**SET TASK A**
Please pull out the records from the line containing "Please return the segmentation of every instance of the gold" down through the last line of the records, reproducing them word for word and omitting the pictures.

**DOCUMENT**
// ppc-simd.h - written and placed in public domain by Jeffrey Walton

/// \file ppc-simd.h
/// \brief Support functions for PowerPC and vector operations
/// \details This header provides an agnostic interface into GCC and
///   IBM XL C/C++ compilers modulo their different built-in functions
///   for accessing vector intructions.
/// \details The abstractions are necesssary to support back to GCC 4.8.
///   GCC 4.8 and 4.9 are still popular, and they are the default
///   compiler for GCC112, GCC118 and others on the compile farm. Older
///   IBM XL C/C++ compilers also experience it due to lack of
///   <tt>vec_xl_be</tt> support on some platforms. Modern compilers
///   provide best support and don't need many of the little hacks below.
/// \since Crypto++ 6.0

#ifndef CRYPTOPP_PPC_CRYPTO_H
#define CRYPTOPP_PPC_CRYPTO_H

#include "config.h"
#include "misc.h"

#if defined(CRYPTOPP_ALTIVEC_AVAILABLE) || defined(CRYPTOPP_DOXYGEN_PROCESSING)
# include <altivec.h>
# undef vector
# undef pixel
# undef bool
#endif

NAMESPACE_BEGIN(CryptoPP)

#if defined(CRYPTOPP_ALTIVEC_AVAILABLE) || defined(CRYPTOPP_DOXYGEN_PROCESSING)

typedef __vector unsigned char   uint8x16_p;
typedef __vector unsigned short  uint16x8_p;
typedef __vector unsigned int    uint32x4_p;

#if defined(CRYPTOPP_POWER8_AVAILABLE)
typedef __vector unsigned long long uint64x2_p;
#endif

#endif  // CRYPTOPP_ALTIVEC_AVAILABLE

#if defined(CRYPTOPP_ALTIVEC_AVAILABLE) && !defined(CRYPTOPP_POWER7_AVAILABLE)

inline uint32x4_p VectorLoad(const byte src[16])
{
    uint8x16_p data;
    if (IsAlignedOn(src, 16))
    {
        data = vec_ld(0, src);
    }
    else
    {
        // http://www.nxp.com/docs/en/reference-manual/ALTIVECPEM.pdf
        const uint8x16_p perm = vec_lvsl(0, src);
        const uint8x16_p low = vec_ld(0, src);
        const uint8x16_p high = vec_ld(15, src);
        data = vec_perm(low, high, perm);
    }

#if defined(CRYPTOPP_BIG_ENDIAN)

**EXERCISE MATERIALS**

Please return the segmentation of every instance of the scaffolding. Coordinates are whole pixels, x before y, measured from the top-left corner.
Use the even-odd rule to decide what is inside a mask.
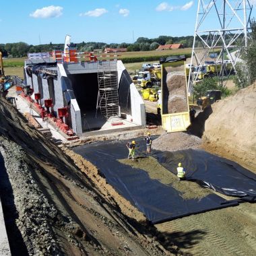
[[[100,109],[101,115],[108,119],[119,113],[117,60],[98,61],[98,92],[96,117]]]
[[[249,0],[198,0],[189,92],[193,92],[207,62],[216,66],[213,68],[222,86],[224,75],[228,77],[231,72],[236,73],[236,63],[243,62],[239,58],[241,49],[247,46],[251,38],[253,3]]]

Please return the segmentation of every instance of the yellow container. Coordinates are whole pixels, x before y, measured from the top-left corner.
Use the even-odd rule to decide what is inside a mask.
[[[148,100],[150,95],[150,89],[141,89],[141,94],[143,100]]]
[[[162,126],[168,133],[186,131],[191,125],[185,67],[185,61],[179,58],[174,59],[173,62],[162,65]],[[179,76],[179,81],[181,84],[180,94],[177,94],[177,76]],[[175,98],[176,101],[172,101]],[[181,101],[178,102],[179,100]],[[181,102],[183,104],[182,107],[178,106]],[[176,113],[179,110],[181,111]]]

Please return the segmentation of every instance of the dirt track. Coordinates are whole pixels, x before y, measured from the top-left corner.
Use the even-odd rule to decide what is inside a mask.
[[[104,198],[60,148],[1,98],[0,119],[6,168],[0,195],[13,255],[171,254],[153,239],[152,226],[125,218],[113,198]]]
[[[156,225],[165,239],[193,255],[255,255],[256,205],[192,215]]]

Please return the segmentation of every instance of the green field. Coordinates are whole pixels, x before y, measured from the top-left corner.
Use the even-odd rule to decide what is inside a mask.
[[[189,55],[191,53],[191,48],[182,49],[173,49],[165,51],[149,51],[139,52],[127,52],[117,53],[118,59],[123,60],[129,73],[136,73],[141,68],[142,63],[148,62],[159,63],[161,56]],[[110,54],[109,54],[110,55]],[[23,77],[24,58],[10,58],[3,59],[3,67],[6,75],[16,75]],[[128,63],[127,63],[128,62]]]
[[[192,53],[191,48],[185,48],[181,49],[164,50],[164,51],[148,51],[139,52],[127,52],[117,53],[120,55],[120,59],[129,59],[133,57],[147,57],[150,56],[160,57],[162,55],[179,55],[185,54],[191,54]]]

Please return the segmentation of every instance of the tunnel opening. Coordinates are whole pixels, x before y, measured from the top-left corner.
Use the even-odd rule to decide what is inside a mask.
[[[106,119],[96,111],[98,94],[97,73],[72,74],[69,75],[75,98],[81,111],[83,131],[99,130]]]

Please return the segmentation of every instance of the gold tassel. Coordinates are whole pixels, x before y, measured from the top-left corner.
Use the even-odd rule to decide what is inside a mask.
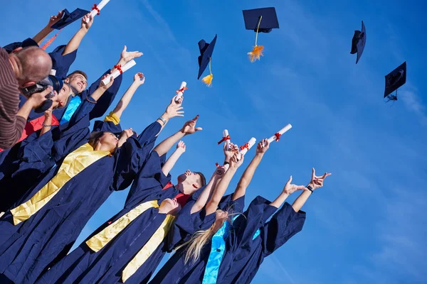
[[[253,49],[252,50],[251,52],[248,53],[248,55],[249,55],[248,56],[249,60],[251,60],[251,62],[254,62],[257,60],[259,60],[260,56],[264,56],[264,55],[263,54],[263,50],[264,49],[264,46],[258,45],[256,44],[258,42],[258,30],[260,28],[260,25],[261,23],[262,19],[263,19],[263,16],[261,16],[260,17],[260,21],[258,21],[258,26],[256,27],[256,36],[255,37],[255,46],[253,47]]]
[[[52,38],[51,38],[49,40],[47,41],[46,43],[45,43],[41,48],[43,49],[43,50],[46,50],[46,48],[48,48],[48,47],[49,45],[51,45],[51,43],[52,43],[53,42],[53,40],[55,40],[55,38],[56,38],[56,37],[58,36],[58,35],[59,35],[60,33],[62,31],[62,28],[60,30],[59,30],[59,31],[52,37]]]
[[[214,74],[212,74],[212,71],[211,70],[211,58],[209,58],[209,72],[211,74],[201,79],[201,82],[205,83],[208,87],[211,87],[212,80],[214,79]]]
[[[251,62],[254,62],[257,60],[260,60],[260,56],[263,56],[263,50],[264,47],[263,45],[255,45],[251,52],[248,53],[249,55],[249,60]]]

**SET TASK B**
According to the PowerPC header, which GCC versions are still popular and serve as the default compiler on the compile farm?

**FULL RESPONSE A**
Please return the segmentation of every instance of the gold tassel. Coordinates are whole pixels, x before y, measured from the top-left corner.
Use the even-odd rule to decide what is inside a mask.
[[[253,49],[252,50],[251,52],[248,53],[248,55],[249,55],[248,56],[249,60],[251,60],[251,62],[254,62],[257,60],[259,60],[260,56],[264,56],[264,55],[263,54],[263,50],[264,49],[264,46],[258,45],[256,44],[258,42],[258,30],[260,28],[260,25],[261,23],[262,19],[263,19],[263,16],[261,16],[260,17],[260,21],[258,21],[258,26],[256,27],[256,36],[255,37],[255,46],[253,47]]]
[[[52,38],[51,38],[49,40],[47,41],[46,43],[45,43],[41,48],[43,49],[43,50],[46,50],[46,48],[48,48],[48,47],[49,45],[51,45],[51,43],[52,43],[53,42],[53,40],[55,40],[55,38],[56,38],[56,37],[58,36],[58,35],[59,35],[60,33],[62,31],[62,28],[60,30],[59,30],[59,31],[52,37]]]
[[[214,74],[212,74],[212,71],[211,70],[211,58],[209,58],[209,72],[211,74],[201,79],[201,82],[205,83],[208,87],[211,87],[212,80],[214,79]]]
[[[251,62],[254,62],[257,60],[260,60],[260,56],[263,56],[263,50],[264,47],[263,45],[255,45],[251,52],[248,53],[249,55],[249,60]]]

**FULL RESPONSE B**
GCC 4.8 and 4.9.